Tuesday, December 20, 2022

The Sorrows of Young Werther



I thought I had logged all my books this year, but I read this one in January and forgot to log it. I listened to the Librivox recording. Melodramatic!


Here is why James Mustich thinks it should be one of the 1000 Books You Read Before You Die:

The Sorrows of Young Werther
Johann Wolfgang von Goethe
Every young person who’s written despairing romantic poems or a melodramatic diary, or even wallowed in the sadness of songs of unrequited love, has an ancestor in Werther, Goethe’s first consequential literary creation. The book in which he appears is for the most part an epistolary novel, consisting of letters from the lovesick title character to a friend who never appears. As a result, reading it is a kind of eavesdropping, as Werther shares his activities, conversations, and reflections with an intimacy of tone and an effusion of feeling that are peculiarly engaging despite the extent of his self-absorption. Traveling from the city to a small town to take care of a family inheritance, Werther grows to like the simplicity and quaintness of country life. But he falls madly in love with a local girl, Charlotte, who admires him but is already engaged. Both Charlotte and her fiancé (later husband) treat Werther with the greatest kindness, but Werther cannot contain his feelings, and spirals into suicidal depression. The end isn’t pretty. Although Goethe’s later work—the novel Elective Affinities, the poetry, and especially Faust—may be more elegant, Werther retains across the centuries all the passion and sentiment that made it so explosive in the Age of Enlightenment.

Required tasks —
**a)** List every work by Goethe that the Werther entry names by title.
**b)** In the Werther entry, rewrite the stretch from "I thought I" through "Librivox recording. Melodramatic!", with "Librivox" swapped out for "audiobook".

Dataset extract —
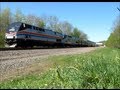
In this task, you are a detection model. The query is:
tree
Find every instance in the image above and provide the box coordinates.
[14,9,24,22]
[0,8,12,30]
[105,15,120,48]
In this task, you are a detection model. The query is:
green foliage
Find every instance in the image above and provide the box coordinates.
[0,30,5,48]
[0,48,120,89]
[105,16,120,48]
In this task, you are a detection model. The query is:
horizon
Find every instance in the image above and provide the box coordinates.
[0,2,119,42]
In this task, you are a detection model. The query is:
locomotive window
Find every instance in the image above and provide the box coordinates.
[39,28,45,32]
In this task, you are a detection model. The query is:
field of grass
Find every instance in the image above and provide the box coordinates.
[0,48,120,89]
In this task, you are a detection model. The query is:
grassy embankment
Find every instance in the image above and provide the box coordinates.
[0,48,120,89]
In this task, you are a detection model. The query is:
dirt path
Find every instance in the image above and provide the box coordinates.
[0,47,101,81]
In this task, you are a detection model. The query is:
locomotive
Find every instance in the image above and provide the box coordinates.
[5,22,95,47]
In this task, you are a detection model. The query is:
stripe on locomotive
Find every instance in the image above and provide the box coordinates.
[18,31,62,39]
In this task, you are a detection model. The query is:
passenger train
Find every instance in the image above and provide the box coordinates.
[5,22,95,47]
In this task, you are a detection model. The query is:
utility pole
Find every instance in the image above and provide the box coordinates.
[117,7,120,11]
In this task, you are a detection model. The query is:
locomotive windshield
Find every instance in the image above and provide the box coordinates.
[7,22,21,32]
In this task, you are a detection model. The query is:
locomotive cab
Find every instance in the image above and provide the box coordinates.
[5,22,21,47]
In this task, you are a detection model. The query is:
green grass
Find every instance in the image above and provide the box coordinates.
[0,48,120,89]
[0,31,5,48]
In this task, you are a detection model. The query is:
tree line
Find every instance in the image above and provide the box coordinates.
[105,15,120,48]
[0,8,88,46]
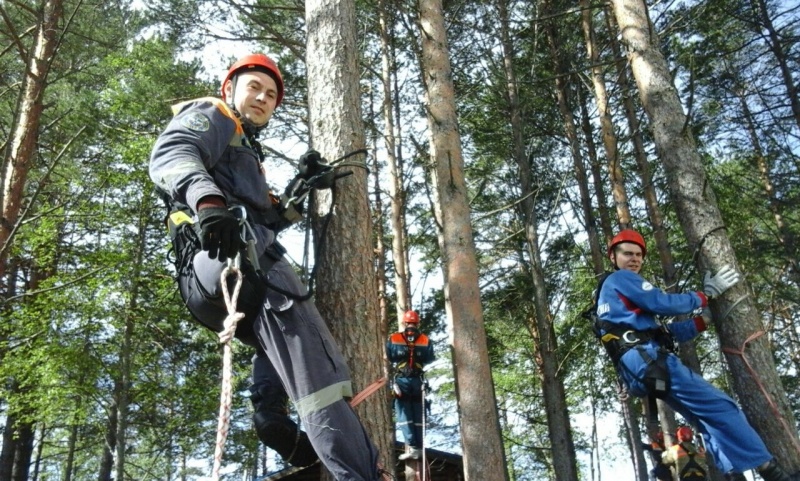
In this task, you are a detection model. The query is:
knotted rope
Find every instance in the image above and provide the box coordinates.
[211,264,244,481]
[722,330,800,452]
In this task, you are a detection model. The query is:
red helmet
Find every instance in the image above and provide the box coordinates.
[675,426,694,442]
[222,53,283,108]
[608,229,647,257]
[403,311,419,324]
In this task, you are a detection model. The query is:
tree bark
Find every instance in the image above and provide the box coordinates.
[580,0,631,232]
[0,0,63,284]
[378,0,412,328]
[418,0,507,481]
[497,0,580,481]
[614,0,800,472]
[306,0,394,472]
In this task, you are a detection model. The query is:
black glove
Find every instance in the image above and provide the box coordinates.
[297,149,335,189]
[197,206,242,261]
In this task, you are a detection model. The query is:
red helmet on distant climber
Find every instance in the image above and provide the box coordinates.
[403,311,419,324]
[675,426,694,442]
[608,229,647,257]
[222,53,283,108]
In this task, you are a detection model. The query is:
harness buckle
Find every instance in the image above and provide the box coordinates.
[622,331,640,344]
[228,204,262,275]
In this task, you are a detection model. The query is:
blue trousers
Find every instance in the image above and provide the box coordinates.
[619,342,772,473]
[394,396,423,449]
[394,376,424,448]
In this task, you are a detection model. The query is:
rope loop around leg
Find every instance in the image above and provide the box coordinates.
[211,264,244,481]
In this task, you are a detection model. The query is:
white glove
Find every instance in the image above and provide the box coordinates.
[703,265,740,299]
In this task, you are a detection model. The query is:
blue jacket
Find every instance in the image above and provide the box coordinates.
[386,332,434,395]
[597,270,708,342]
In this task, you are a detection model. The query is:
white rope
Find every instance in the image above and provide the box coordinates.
[211,264,244,481]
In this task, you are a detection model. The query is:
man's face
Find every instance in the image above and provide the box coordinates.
[611,242,644,274]
[225,70,278,127]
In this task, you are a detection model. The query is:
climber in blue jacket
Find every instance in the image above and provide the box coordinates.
[597,229,800,481]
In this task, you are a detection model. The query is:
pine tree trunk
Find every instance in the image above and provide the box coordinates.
[0,0,63,282]
[378,0,412,328]
[497,0,580,481]
[580,0,631,231]
[306,0,394,472]
[97,379,121,481]
[11,422,33,481]
[418,0,507,481]
[0,408,17,479]
[614,0,800,472]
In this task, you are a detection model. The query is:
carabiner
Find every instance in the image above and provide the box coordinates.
[622,331,639,344]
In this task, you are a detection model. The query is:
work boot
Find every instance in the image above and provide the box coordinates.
[758,459,798,481]
[397,446,422,461]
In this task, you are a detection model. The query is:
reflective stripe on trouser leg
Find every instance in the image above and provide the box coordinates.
[255,261,378,481]
[666,354,772,473]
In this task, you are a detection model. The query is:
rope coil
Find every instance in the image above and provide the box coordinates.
[211,264,244,481]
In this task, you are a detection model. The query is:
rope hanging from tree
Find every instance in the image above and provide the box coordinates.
[211,262,244,481]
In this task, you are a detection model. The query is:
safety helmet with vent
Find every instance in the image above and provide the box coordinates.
[608,229,647,257]
[222,53,283,108]
[403,311,419,324]
[675,426,694,442]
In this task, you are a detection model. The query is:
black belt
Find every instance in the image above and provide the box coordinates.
[600,322,664,363]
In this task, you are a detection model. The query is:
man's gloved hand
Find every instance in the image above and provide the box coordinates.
[197,205,242,261]
[703,265,740,299]
[297,149,335,189]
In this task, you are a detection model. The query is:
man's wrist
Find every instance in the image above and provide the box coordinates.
[197,195,227,212]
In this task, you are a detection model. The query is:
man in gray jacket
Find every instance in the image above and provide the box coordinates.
[150,54,379,481]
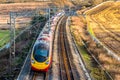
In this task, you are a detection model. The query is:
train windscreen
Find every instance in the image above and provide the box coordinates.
[33,44,49,62]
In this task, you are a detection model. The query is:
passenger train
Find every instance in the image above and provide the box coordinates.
[31,12,64,72]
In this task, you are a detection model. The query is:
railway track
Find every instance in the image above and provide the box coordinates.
[91,16,120,56]
[32,72,47,80]
[58,16,77,80]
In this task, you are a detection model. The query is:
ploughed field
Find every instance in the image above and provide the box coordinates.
[85,1,120,57]
[0,2,49,29]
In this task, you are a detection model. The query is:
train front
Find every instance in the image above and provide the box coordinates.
[31,43,51,72]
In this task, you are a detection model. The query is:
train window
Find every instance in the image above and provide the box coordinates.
[33,44,49,62]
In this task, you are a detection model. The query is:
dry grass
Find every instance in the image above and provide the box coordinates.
[85,2,120,56]
[0,2,50,29]
[85,1,120,80]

Exercise answers —
**a)**
The Sorrows of Young Werther
Elective Affinities
Faust

**b)**
I thought I had logged all my books this year, but I read this one in January and forgot to log it. I listened to the audiobook recording. Melodramatic!